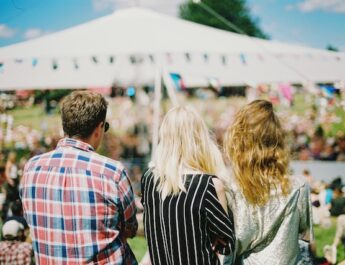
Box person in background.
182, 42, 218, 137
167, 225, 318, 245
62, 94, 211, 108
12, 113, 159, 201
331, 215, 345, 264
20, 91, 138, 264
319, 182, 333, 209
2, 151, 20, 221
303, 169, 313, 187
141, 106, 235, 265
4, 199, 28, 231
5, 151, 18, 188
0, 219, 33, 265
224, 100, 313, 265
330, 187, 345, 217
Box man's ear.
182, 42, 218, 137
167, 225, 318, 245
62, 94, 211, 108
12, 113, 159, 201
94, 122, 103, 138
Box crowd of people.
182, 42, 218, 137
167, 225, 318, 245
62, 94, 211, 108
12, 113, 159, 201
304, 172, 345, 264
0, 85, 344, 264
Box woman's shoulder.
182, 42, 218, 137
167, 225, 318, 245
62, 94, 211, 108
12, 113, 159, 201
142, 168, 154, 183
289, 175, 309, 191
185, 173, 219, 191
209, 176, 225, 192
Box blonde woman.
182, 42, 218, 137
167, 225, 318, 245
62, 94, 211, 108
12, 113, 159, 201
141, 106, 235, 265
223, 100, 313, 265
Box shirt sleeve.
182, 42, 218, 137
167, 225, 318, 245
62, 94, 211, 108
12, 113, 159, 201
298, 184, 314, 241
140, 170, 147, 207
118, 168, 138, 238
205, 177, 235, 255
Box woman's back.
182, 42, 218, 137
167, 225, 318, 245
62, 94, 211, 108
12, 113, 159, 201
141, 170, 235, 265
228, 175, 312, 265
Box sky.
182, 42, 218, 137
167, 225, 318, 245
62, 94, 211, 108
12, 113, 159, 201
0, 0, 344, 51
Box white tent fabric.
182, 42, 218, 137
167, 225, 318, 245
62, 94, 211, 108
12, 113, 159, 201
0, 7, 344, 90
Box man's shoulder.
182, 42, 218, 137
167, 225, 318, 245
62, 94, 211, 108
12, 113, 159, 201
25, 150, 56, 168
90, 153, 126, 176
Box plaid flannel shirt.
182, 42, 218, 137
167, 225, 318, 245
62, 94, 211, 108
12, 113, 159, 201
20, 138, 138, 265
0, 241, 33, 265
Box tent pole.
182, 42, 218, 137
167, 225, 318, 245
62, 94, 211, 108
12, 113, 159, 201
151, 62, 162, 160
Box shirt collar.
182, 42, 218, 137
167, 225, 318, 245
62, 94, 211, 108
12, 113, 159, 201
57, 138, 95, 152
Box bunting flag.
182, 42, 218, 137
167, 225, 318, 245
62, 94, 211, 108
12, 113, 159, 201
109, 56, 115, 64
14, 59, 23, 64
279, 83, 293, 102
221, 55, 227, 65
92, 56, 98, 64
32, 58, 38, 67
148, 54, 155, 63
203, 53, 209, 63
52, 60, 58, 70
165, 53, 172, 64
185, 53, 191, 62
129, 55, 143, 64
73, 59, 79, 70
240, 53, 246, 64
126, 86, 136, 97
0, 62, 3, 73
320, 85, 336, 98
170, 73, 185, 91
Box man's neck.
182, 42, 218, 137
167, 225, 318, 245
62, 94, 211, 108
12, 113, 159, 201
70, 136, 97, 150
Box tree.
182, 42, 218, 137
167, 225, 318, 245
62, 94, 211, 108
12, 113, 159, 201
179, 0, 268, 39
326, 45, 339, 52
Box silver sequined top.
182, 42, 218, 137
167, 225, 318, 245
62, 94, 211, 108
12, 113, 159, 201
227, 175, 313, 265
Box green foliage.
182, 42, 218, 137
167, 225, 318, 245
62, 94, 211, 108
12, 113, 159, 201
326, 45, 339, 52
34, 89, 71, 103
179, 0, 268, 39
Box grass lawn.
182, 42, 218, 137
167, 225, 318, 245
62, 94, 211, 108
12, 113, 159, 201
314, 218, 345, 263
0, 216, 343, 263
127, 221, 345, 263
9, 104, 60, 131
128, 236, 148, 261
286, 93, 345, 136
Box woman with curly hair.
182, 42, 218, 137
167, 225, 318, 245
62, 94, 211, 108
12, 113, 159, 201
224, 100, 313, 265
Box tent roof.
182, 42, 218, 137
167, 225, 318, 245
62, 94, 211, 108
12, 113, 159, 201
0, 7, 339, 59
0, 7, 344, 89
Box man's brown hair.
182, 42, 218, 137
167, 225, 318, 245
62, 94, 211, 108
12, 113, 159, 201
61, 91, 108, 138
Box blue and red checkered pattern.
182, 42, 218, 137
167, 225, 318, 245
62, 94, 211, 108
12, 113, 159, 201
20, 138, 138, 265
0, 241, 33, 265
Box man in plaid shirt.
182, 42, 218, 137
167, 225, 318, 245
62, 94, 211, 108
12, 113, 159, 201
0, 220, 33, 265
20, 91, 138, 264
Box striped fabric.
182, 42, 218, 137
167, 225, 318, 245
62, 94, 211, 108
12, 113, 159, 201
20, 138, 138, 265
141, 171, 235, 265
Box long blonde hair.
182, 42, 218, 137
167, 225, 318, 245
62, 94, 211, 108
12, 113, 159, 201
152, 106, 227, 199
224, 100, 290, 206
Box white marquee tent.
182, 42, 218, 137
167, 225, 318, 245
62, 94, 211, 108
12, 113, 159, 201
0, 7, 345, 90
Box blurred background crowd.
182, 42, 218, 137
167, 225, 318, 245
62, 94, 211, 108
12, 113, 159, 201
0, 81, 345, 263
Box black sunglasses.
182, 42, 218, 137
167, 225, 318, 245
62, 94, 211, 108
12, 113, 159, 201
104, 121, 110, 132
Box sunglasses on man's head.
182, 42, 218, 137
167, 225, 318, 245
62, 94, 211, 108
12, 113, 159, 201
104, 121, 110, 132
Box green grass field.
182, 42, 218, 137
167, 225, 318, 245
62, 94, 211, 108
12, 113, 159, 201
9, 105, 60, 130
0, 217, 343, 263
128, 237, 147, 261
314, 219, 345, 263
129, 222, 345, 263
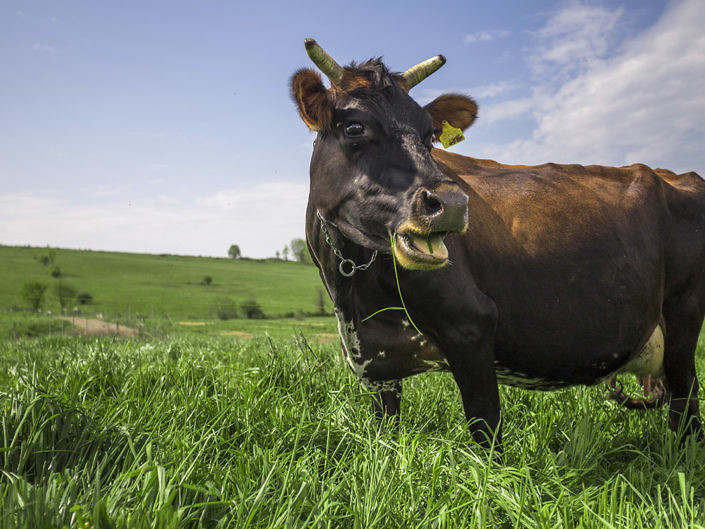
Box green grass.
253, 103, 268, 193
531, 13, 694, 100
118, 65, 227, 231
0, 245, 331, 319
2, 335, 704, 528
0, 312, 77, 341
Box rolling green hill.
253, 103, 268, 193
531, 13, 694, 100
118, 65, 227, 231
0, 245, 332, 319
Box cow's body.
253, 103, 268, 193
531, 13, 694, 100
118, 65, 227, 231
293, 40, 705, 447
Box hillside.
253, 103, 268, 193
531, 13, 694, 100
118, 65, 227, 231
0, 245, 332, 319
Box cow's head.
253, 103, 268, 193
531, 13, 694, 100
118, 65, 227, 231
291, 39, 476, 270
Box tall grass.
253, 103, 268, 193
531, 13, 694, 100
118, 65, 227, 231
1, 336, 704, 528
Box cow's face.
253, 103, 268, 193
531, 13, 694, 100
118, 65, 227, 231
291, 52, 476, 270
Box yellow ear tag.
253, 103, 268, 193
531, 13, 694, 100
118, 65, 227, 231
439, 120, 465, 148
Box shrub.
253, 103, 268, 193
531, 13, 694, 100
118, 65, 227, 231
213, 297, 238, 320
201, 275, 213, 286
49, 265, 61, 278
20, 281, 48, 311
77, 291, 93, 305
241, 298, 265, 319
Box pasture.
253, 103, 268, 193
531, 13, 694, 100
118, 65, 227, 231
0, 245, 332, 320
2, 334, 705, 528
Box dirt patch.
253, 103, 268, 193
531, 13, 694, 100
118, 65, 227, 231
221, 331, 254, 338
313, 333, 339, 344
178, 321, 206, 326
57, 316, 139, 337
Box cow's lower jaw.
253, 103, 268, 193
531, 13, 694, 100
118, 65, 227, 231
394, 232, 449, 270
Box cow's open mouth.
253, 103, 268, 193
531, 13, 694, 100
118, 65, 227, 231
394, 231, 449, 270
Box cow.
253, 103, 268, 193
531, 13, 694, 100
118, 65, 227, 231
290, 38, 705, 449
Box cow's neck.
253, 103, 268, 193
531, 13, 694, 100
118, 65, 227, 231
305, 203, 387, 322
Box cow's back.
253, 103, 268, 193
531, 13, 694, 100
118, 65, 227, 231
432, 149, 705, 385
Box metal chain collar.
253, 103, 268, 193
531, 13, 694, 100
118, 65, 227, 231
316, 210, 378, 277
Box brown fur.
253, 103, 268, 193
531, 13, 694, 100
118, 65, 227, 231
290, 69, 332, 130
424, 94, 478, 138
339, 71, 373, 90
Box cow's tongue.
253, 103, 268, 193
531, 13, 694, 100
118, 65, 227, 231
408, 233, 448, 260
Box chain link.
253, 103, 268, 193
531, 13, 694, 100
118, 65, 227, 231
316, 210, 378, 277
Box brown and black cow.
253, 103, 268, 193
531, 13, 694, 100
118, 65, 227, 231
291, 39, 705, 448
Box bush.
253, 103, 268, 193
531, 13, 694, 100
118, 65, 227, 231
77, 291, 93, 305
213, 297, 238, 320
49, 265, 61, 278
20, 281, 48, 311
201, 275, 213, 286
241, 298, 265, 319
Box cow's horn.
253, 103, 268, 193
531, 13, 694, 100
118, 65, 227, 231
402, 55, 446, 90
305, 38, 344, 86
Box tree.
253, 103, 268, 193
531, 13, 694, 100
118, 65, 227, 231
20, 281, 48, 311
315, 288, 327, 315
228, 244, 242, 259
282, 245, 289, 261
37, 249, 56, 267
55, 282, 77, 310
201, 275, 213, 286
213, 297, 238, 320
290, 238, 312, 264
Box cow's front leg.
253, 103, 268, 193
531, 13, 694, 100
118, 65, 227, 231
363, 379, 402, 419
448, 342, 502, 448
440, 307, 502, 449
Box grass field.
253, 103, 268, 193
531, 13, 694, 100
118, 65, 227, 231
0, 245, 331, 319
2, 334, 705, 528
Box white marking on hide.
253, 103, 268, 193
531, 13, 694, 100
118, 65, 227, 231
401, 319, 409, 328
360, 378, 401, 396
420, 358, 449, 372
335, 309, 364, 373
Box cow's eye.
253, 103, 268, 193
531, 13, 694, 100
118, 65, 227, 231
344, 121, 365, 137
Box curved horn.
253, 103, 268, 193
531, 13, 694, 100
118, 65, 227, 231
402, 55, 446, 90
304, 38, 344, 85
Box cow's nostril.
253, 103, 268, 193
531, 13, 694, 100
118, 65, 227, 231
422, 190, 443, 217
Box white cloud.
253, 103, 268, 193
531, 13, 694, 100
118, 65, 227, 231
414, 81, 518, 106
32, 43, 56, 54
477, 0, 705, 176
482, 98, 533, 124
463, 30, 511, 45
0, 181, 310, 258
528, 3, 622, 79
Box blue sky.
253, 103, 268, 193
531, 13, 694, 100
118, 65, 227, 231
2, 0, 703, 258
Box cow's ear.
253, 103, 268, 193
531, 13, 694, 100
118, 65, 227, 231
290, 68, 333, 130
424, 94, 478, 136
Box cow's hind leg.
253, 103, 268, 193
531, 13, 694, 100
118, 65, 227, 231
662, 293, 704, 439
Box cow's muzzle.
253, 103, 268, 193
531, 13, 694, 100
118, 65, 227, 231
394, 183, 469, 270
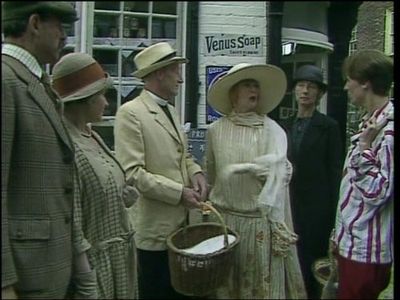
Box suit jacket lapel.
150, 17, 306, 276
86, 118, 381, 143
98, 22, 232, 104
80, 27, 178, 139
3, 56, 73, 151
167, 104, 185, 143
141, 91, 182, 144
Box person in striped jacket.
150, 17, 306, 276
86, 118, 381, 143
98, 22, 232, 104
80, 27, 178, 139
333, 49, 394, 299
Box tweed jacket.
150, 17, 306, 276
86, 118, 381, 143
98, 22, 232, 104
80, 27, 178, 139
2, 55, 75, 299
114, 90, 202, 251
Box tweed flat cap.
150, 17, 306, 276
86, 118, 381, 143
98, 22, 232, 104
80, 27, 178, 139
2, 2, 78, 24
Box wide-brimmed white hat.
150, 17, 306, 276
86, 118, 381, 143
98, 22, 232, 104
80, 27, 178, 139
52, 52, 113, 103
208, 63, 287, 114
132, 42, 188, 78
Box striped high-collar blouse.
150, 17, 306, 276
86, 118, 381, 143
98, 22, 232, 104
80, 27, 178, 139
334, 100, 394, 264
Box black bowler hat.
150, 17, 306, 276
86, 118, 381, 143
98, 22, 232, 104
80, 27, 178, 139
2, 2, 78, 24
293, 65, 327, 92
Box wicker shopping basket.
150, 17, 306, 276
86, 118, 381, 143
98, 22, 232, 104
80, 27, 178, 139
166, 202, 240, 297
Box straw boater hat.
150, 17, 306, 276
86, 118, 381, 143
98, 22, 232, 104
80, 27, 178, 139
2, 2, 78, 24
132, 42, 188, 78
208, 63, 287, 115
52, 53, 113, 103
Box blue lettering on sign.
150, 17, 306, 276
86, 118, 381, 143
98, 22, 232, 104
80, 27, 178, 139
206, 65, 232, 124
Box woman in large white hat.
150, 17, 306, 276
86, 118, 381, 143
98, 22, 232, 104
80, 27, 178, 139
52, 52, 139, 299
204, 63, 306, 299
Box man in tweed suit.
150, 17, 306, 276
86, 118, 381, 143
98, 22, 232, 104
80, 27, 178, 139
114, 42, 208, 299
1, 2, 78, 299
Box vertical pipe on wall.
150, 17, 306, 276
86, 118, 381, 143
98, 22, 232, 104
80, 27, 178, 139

────────────────────

In the material above, transcribe exactly the lines beginning at the one with "Box shirt collar." and ending at the one with "Box grass lawn.", both included.

Box shirt collar.
182, 42, 218, 137
167, 225, 318, 245
62, 94, 211, 108
12, 113, 159, 201
57, 138, 95, 152
Box bunting flag.
182, 42, 218, 137
167, 225, 318, 245
62, 94, 211, 108
12, 113, 159, 201
109, 56, 115, 64
14, 59, 23, 64
279, 83, 293, 102
221, 55, 227, 65
92, 56, 98, 64
32, 58, 38, 67
148, 54, 155, 63
203, 53, 209, 63
52, 60, 58, 70
165, 53, 172, 64
185, 53, 191, 62
129, 55, 143, 64
73, 59, 79, 70
240, 53, 246, 64
126, 86, 136, 97
0, 62, 3, 73
320, 85, 336, 98
170, 73, 185, 91
Box man's neck.
182, 42, 218, 137
167, 225, 318, 245
62, 94, 211, 108
12, 113, 159, 201
70, 136, 97, 150
Box tree.
182, 42, 218, 137
167, 225, 318, 245
62, 94, 211, 108
12, 113, 159, 201
179, 0, 268, 39
326, 45, 339, 52
Box silver sequined top.
182, 42, 218, 137
167, 225, 318, 245
62, 94, 211, 108
12, 113, 159, 201
227, 175, 313, 265
Box green foliage.
182, 42, 218, 137
167, 225, 318, 245
62, 94, 211, 108
12, 113, 159, 201
326, 45, 339, 52
34, 89, 71, 103
179, 0, 268, 39
Box grass lawn.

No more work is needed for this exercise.